**Source passage**
——————

The 2015 season was slightly below average with 11 named storms, including two tropical storms that made landfall and caused flooding in South Carolina and Texas. Hurricane Joaquin, one of two storms to reach major hurricane strength, killed all 33 mariners aboard a cargo ship that sank off the Bahamas in October.

A U.S. Coast Guard panel is investigating the sinking of the El Faro, which was sailing from Jacksonville, Florida, to Puerto Rico when it got caught in Joaquin. Testimony since mid-May has shown the ship’s captain received outdated storm information the day before the ship sank. Initial forecasts for Joaquin also were wildly inaccurate.

Coastal risks

The last major hurricane to strike the U.S. mainland was Hurricane Wilma, which cut across Florida in 2005. Since then, the population in the 185 coastline counties most threatened by hurricanes has grown 8.7 percent to 59.2 million people, according to U.S. Census estimates.

Overall, 143.6 million people — 44.7 percent of the U.S. population — from Maine to Texas could be living in harm’s way. Other Census figures hint at the potential financial risks throughout those states: 60.1 million housing units and 3.3 million business establishments with 52.3 million paid workers.

Storm winds can reach frightening speeds, but they aren’t the deadliest threat. According to the National Hurricane Center in Miami, storm surge and rainfall flooding combine for three-quarters of all U.S. deaths from hurricanes, tropical storms or tropical depressions.

——————

**Source material**
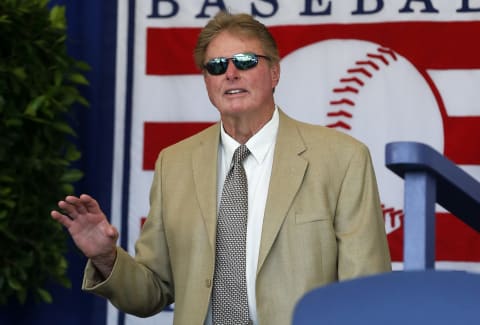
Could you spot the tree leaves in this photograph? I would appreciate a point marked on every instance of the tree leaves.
(38, 87)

——————

**Problem set**
1: Change the hurricane text by writing out everything from "The 2015 season" down to "were wildly inaccurate." again, with "cargo ship" replaced by "freighter".
2: Answer these questions from the hurricane text.
(a) How many named storms did the 2015 season have?
(b) Where was the El Faro sailing from and to?
(c) Which hurricane was the last major one to strike the U.S. mainland, and in what year?

**Task-by-task solutions**
1:
The 2015 season was slightly below average with 11 named storms, including two tropical storms that made landfall and caused flooding in South Carolina and Texas. Hurricane Joaquin, one of two storms to reach major hurricane strength, killed all 33 mariners aboard a freighter that sank off the Bahamas in October.

A U.S. Coast Guard panel is investigating the sinking of the El Faro, which was sailing from Jacksonville, Florida, to Puerto Rico when it got caught in Joaquin. Testimony since mid-May has shown the ship’s captain received outdated storm information the day before the ship sank. Initial forecasts for Joaquin also were wildly inaccurate.

2:
(a) 11 named storms.
(b) From Jacksonville, Florida, to Puerto Rico.
(c) Hurricane Wilma, in 2005.